Endonezya aslında küresel sağlık altyapısının güçlendirilmesini, sürdürülebilir bir enerji dönüşümünün teşvik edilmesini Zirve’nin öncelikleri olarak duyurmuştu. Bunun için herhalde işbirliklerinin gerçekleştirilmesi, olanların da güçlendirilmesi gerekiyor. Oysa ABD/Batı hem Çin’le hem de Rusya’yla daha da fazla anlaşmazlık yaratacak konular üretmeyi ara vermeden sürdürüyor.
Endonezya’nın sadece bu Zirve’de bile karşılaştığı sorunu düşünün; başta Ukrayna olmak üzere batılı ülkelerin Rusya’nın zirveye çağrılmaması yönündeki, gittikçe baskıya dönüşen, talebini reddetti örneğin. İngiliz Guardian gazetesi de İngiliz yetkililerin dünya liderlerinin bir bildiri üzerinde anlaşmasının "neredeyse imkansız" olacağına inandığını yazdı, bu da başka bir örnek. (Bknz: Rishi Sunak faces first major foreign policy test at G20 in Bali | Foreign policy | The Guardian) Gazete böyle bir durumun, diplomasi çevrelerinde, "diplomatik bir başarısızlık olarak not edileceği korkusunun” duyulduğunu da vurguladı. Ünlü haber kanalı Al Jazeera da merkez bankalarının "aşırı fiyatları dizginlemek" için faiz oranlarını yükseltmesiyle birlikte, dünyanın "yakında hayat pahalılığı krizinden küresel bir resesyona sürüklenebileceğine" dair korkuların arttığını söyledi. (Bknz: At G20, tensions among US, China, Russia cloud economic agenda | Business and Economy | Al Jazeera ) Yani gerçekten organizatörlerin hangi konuda “iyimser” olduklarını anlayabilmiş değilim doğrusu.
İstikrarsız ekonomiler, azalmayan yoksulluk
Dünya Bankası raporları, faiz artışlarının "finansal piyasa stresiyle birleştiğinde" "küresel GSYH büyümesinin gelecek yıl yüzde 0,5'e kadar yavaşlamasına" yol açabileceğini ortaya koyuyor. Bu durum büyük ekonomileri istikrarsızlaştıracak, gelişmekte olan ülkelerde yoksulluğun azaltılmasını önemli ölçüde yavaşlatacak. (Bknz: G20 Summit in Bali: What to Expect | Time)
Zirvede tabii ki Ukrayna savaşı da ele alınacak. Rusya Devlet Başkanı Vladimir Putin, bu büyük buluşmaya katılmayacağını duyurmuştu zaten. Yerine Dışişleri Bakanı Sergey Lavrov gidecekti. Bu bile Zirve’nin gerginlik içinde geçeceğinin işareti. İlk kez Başbakan olarak bir toplantıya katılacak olan, Rusya için “haydut devlet” diyen İngiltere Başbakanı Rishi Sunak, Putin’in zirveye katılmamasını da “yüzleşmekten kaçındığını” iddia ederek eleştirdi. Yani Putin orada olsa da olmasa da “hedef” durumunda.

(Veri öğeleri)
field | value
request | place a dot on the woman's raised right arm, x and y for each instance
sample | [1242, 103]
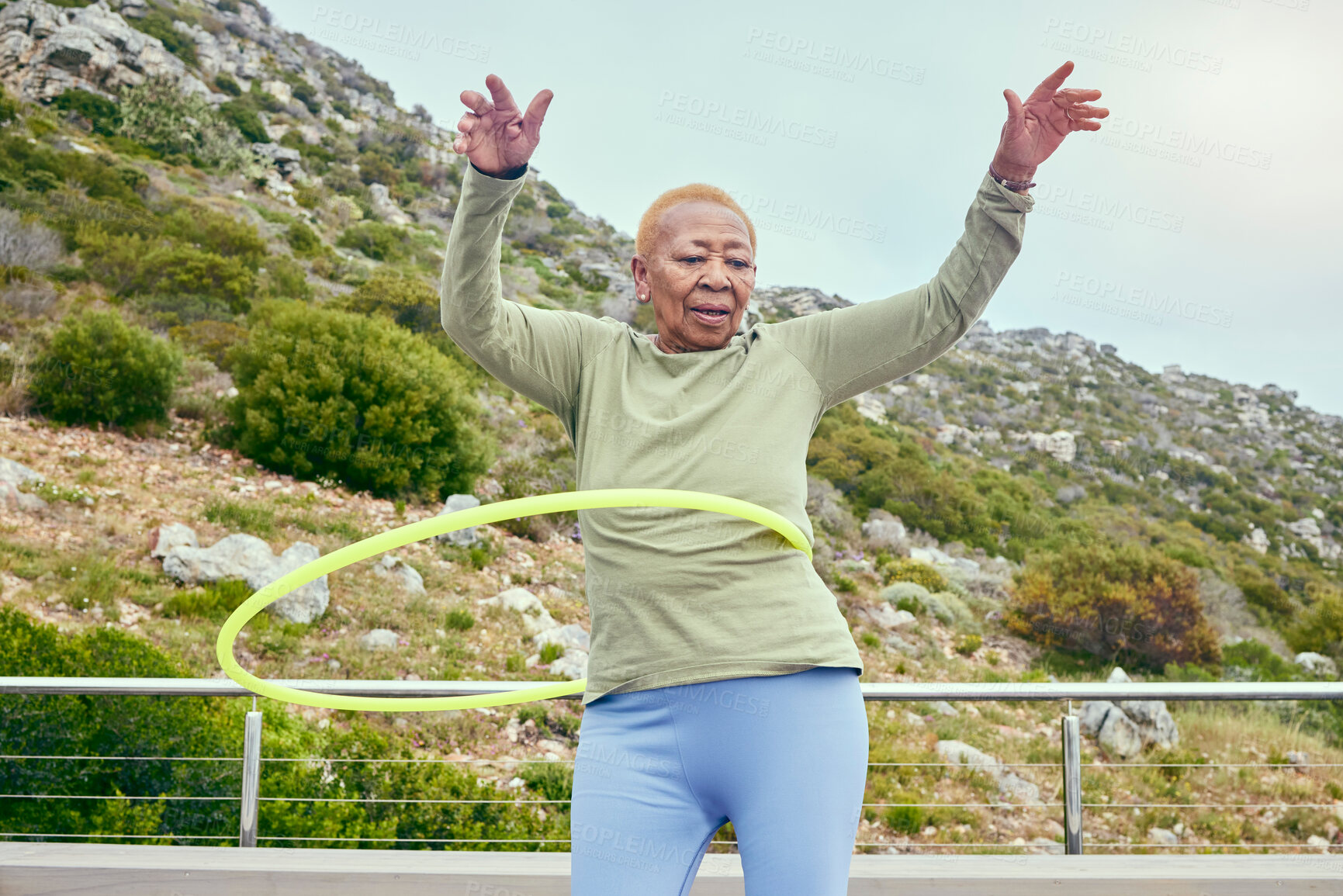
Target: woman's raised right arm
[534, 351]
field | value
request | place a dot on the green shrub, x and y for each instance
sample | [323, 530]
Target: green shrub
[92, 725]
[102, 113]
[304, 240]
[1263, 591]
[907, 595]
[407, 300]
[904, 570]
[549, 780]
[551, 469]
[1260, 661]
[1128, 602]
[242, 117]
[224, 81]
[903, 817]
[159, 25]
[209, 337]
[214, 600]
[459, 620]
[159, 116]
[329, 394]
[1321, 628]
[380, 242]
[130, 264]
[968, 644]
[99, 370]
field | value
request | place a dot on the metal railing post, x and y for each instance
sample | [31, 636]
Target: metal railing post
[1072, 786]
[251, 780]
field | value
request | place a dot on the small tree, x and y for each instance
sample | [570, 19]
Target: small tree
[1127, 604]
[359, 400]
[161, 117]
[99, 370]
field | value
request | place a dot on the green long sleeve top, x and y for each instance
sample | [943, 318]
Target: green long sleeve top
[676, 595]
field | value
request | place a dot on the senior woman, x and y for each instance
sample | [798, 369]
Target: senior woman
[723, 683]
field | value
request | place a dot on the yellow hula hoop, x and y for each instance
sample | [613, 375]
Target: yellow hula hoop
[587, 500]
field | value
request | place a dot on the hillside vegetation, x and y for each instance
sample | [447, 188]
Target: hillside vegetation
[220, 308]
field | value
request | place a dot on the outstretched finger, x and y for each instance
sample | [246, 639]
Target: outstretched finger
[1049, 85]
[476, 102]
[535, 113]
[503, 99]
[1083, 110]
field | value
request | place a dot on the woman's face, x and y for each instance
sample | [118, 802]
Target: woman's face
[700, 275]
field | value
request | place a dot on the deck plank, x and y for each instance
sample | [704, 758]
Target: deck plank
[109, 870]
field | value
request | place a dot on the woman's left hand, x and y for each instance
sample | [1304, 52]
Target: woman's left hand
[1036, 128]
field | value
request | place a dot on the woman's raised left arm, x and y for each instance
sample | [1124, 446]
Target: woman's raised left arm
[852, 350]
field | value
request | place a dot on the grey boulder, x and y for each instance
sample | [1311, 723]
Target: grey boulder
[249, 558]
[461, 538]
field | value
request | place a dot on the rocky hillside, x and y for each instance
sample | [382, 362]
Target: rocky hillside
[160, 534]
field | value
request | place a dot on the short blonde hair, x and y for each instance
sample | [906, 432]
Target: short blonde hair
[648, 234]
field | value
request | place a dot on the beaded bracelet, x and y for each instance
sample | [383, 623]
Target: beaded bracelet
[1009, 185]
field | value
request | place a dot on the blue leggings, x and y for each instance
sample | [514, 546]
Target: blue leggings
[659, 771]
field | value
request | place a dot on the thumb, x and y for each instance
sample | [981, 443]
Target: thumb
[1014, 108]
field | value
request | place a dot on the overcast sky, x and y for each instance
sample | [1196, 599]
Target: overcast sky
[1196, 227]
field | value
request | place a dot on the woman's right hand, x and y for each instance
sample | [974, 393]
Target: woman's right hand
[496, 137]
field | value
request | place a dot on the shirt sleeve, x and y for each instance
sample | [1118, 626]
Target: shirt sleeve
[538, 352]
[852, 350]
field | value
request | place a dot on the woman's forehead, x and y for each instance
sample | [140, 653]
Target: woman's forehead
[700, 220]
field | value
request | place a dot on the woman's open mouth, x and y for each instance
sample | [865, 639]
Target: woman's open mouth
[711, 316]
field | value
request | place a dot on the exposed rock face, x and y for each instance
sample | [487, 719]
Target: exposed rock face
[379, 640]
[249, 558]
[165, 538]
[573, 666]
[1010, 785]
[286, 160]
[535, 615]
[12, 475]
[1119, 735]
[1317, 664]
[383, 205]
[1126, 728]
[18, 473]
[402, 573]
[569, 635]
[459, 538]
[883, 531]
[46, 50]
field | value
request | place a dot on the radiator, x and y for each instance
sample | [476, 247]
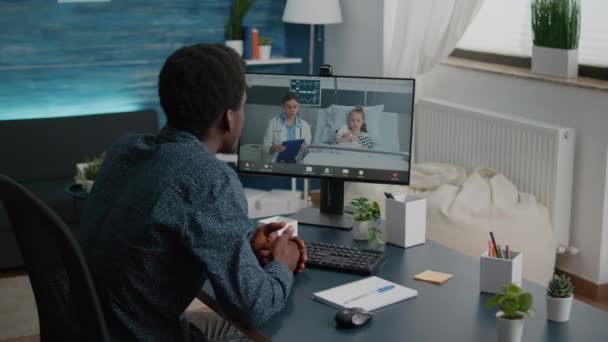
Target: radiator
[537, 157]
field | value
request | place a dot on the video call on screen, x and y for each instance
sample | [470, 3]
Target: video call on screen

* * *

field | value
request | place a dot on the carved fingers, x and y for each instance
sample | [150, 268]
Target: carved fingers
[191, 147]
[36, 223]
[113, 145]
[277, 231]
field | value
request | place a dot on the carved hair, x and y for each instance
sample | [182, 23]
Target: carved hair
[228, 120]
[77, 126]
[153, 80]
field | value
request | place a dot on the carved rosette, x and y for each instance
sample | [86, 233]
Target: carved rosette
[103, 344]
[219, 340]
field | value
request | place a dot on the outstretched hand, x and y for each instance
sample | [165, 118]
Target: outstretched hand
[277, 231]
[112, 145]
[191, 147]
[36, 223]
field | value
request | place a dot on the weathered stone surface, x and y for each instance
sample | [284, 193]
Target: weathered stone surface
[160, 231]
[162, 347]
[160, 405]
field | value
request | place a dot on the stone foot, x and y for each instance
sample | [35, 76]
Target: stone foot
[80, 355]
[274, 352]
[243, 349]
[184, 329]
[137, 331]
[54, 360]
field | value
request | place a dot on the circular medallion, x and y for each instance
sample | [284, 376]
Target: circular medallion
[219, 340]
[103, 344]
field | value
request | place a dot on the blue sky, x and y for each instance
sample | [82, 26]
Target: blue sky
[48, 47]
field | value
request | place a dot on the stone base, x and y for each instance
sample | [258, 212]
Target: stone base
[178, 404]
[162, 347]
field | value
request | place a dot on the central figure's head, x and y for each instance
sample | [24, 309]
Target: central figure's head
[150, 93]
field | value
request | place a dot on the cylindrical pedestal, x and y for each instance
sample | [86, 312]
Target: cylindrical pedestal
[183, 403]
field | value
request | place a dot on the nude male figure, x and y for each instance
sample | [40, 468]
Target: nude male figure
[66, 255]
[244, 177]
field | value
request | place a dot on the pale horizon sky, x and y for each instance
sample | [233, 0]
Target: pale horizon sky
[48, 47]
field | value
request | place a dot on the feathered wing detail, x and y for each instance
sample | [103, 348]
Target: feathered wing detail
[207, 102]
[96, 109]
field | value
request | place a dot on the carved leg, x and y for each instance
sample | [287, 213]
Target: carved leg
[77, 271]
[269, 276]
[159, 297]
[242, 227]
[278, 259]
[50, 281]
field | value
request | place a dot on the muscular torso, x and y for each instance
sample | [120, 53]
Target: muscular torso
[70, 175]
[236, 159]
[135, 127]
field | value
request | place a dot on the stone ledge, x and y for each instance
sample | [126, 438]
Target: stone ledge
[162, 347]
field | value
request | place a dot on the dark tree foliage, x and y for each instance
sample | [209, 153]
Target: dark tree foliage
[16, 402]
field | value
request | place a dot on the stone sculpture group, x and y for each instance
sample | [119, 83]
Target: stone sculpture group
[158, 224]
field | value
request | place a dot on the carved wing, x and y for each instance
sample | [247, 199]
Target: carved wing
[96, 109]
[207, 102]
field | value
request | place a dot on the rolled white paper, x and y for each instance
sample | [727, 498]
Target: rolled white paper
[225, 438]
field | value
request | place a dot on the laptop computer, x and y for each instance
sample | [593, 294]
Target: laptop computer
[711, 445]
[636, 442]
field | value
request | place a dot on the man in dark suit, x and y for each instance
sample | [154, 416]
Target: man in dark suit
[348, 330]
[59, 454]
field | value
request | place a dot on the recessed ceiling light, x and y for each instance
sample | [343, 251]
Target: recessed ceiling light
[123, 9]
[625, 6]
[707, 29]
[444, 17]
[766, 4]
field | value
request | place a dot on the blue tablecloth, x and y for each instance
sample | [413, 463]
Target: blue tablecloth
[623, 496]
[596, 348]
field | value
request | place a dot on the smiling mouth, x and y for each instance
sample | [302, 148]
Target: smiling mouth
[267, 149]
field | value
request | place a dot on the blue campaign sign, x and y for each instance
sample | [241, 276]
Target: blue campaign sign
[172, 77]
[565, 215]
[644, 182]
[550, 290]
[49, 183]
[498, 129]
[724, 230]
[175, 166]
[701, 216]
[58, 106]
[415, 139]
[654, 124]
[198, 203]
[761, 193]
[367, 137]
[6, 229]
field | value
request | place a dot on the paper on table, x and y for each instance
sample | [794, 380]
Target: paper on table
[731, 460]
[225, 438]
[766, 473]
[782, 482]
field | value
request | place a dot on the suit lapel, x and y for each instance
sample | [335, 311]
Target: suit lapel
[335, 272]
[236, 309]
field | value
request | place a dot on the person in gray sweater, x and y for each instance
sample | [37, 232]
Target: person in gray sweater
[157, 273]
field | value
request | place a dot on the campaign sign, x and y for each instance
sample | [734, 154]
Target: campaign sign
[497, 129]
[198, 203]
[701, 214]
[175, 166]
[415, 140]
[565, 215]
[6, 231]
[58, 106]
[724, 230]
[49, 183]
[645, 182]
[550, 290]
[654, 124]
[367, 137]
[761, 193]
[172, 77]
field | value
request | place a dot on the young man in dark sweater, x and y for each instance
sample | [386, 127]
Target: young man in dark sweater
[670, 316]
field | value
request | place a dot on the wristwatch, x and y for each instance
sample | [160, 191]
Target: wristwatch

> [Görev tanımı A]
G20 Zirvesi metnine göre aşağıdaki soruları yanıtlayın:
(i) Endonezya, Zirve'nin öncelikleri olarak hangi iki konuyu duyurmuştu?
(ii) Dünya Bankası raporlarına göre küresel GSYH büyümesi gelecek yıl yüzde kaça kadar yavaşlayabilir?
(iii) Zirve'ye Vladimir Putin'in yerine kim gidecekti?
> [Görev tanımı B] G20 Zirvesi metnini son cümlesinden sonra devralıp sürdürün.

> [Görev yanıtı A]
(i) Küresel sağlık altyapısının güçlendirilmesi ve sürdürülebilir bir enerji dönüşümünün teşvik edilmesi.
(ii) Yüzde 0,5'e kadar.
(iii) Dışişleri Bakanı Sergey Lavrov.

> [Görev yanıtı B]
Şi-Biden görüşmesi: Bir şey çıkmaz
Çin Devlet Başkanı Şi Cinping ile ABD Başkanı Biden da zirvede görüşecekler ama bu “ikili görüşme” zirvenin bir parçası değilse de kilit önemde bir buluşma elbette. ABD, “ilişkileri sıfırlamak”tan söz ederken Çin’in tavrı ılımlı. Pekin, “ilişkiler yeniden rayına oturabilir” diyor. Bu “'buluşma'dan bir şey çıkmaz” diyenlerdenim. Sürmekte olan büyük bir “ticaret savaşı”, Ukrayna’da farklı konumlanmalar, Tayvan kaynaklı krizler ortadayken bir uzlaşma, anlaşma beklentisine girmek anlamsız. “Yumuşak” yaklaşmakla beraber herhalde Şi’nin Biden’a taviz vermesi de beklenemez.
Ha, bakın İngiltere ile Fransa, aralarındaki gerginliği gidermenin yolunu bulabilirler zirvede. Daha dün Manş Denizi’nden göçmen geçişleri konusunda, az daha savaşa tutuşuyorlardı anımsarsınız, anlaşma da imzaladılar, yani zirvede avantajlı bir zemin yaratmış olarak yer alacaklar.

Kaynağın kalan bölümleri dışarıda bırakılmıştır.